Copy out the listing below, keeping every character as is.
.....
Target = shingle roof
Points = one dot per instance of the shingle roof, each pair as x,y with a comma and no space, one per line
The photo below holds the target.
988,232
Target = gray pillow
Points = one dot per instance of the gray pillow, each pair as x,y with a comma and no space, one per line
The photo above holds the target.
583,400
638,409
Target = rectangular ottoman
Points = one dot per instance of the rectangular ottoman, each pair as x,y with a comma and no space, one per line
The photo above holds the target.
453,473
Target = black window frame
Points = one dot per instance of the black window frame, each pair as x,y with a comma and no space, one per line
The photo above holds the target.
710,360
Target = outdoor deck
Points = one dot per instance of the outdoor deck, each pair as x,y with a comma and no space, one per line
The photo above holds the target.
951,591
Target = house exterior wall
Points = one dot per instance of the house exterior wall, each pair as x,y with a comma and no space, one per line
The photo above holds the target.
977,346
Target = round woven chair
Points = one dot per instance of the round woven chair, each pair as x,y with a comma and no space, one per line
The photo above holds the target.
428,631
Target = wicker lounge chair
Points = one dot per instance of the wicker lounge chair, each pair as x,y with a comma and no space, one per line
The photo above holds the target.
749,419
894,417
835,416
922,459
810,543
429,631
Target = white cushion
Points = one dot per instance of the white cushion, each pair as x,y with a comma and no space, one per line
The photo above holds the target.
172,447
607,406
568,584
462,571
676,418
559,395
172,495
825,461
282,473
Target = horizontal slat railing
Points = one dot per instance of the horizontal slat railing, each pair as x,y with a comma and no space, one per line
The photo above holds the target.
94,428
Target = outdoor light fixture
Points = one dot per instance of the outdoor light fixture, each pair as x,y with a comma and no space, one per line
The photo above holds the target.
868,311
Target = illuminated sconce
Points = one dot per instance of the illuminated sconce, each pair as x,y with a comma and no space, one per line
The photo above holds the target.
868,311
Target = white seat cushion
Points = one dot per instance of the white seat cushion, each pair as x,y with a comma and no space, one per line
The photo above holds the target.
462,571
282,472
.....
### Answer section
Target = shingle roof
Points = one dot per instance of the shingle roof, each pair as x,y with a comma and no space, one per line
The photo below holds the target.
988,232
Target = gray pillow
Points = one dot per instance of the gray pillow, each pair as x,y with a comma and no space, one per line
The photo above holds the target.
583,400
638,409
Target = rectangular ottoman
Points = one dot per instance of the rectangular ottoman, each pair as x,y with a comma and no space, one per line
The photo above holds the target.
453,473
Target = black window frame
Points = one dot per instance of the black window frame, each pair as x,y with a comma and no space, one per line
The photo above holds the target.
710,360
Target = outdoor deck
Points = one dot per instance of the outdoor deck, each pair as x,y with a comma and no space, one per line
The photo above holds the target.
951,591
Target = house exterior wall
Points = one dot per instance of the house exterior wall, each pair as x,y with a comma and no space, one per line
The photo above holds the target.
977,346
Target = round woven chair
Points = one dot per instance of the round woven chair, each pair as x,y with a comma and no space, one per line
The photo above holds the target.
428,631
Target = wicker lounge chair
Points = one dot per instance of the wicker lounge chair, each pair as x,y with a comma and no space, one per line
The photo above holds the target.
749,419
894,417
835,416
922,459
810,543
429,631
Target = white cushion
Points = one dot per instance of the white cushion, each pair as x,y with a comma and no space, one per line
The photo above holds the target.
172,447
607,406
568,584
462,571
676,418
559,395
172,495
825,461
282,473
Target = horizontal slat railing
Points = one dot per instance of the horizontal slat railing, each pair as x,y with a comma and no space, one per line
The photo above holds the target.
94,428
Target = outdoor light fixture
Points = one dot per instance of the outdoor light fixture, each pair as x,y with a comma and no space, one per line
The photo above holds the target.
868,311
Target = illuminated sconce
Points = one dot per instance of the illuminated sconce, each pair as x,y with a comma and no space, one per line
The photo above holds the target.
868,311
Target = white seat cushion
Points = one dot per instance of the white seat cushion, each pair as x,y with a comma and no space, one per line
The photo above holds the target.
462,571
282,472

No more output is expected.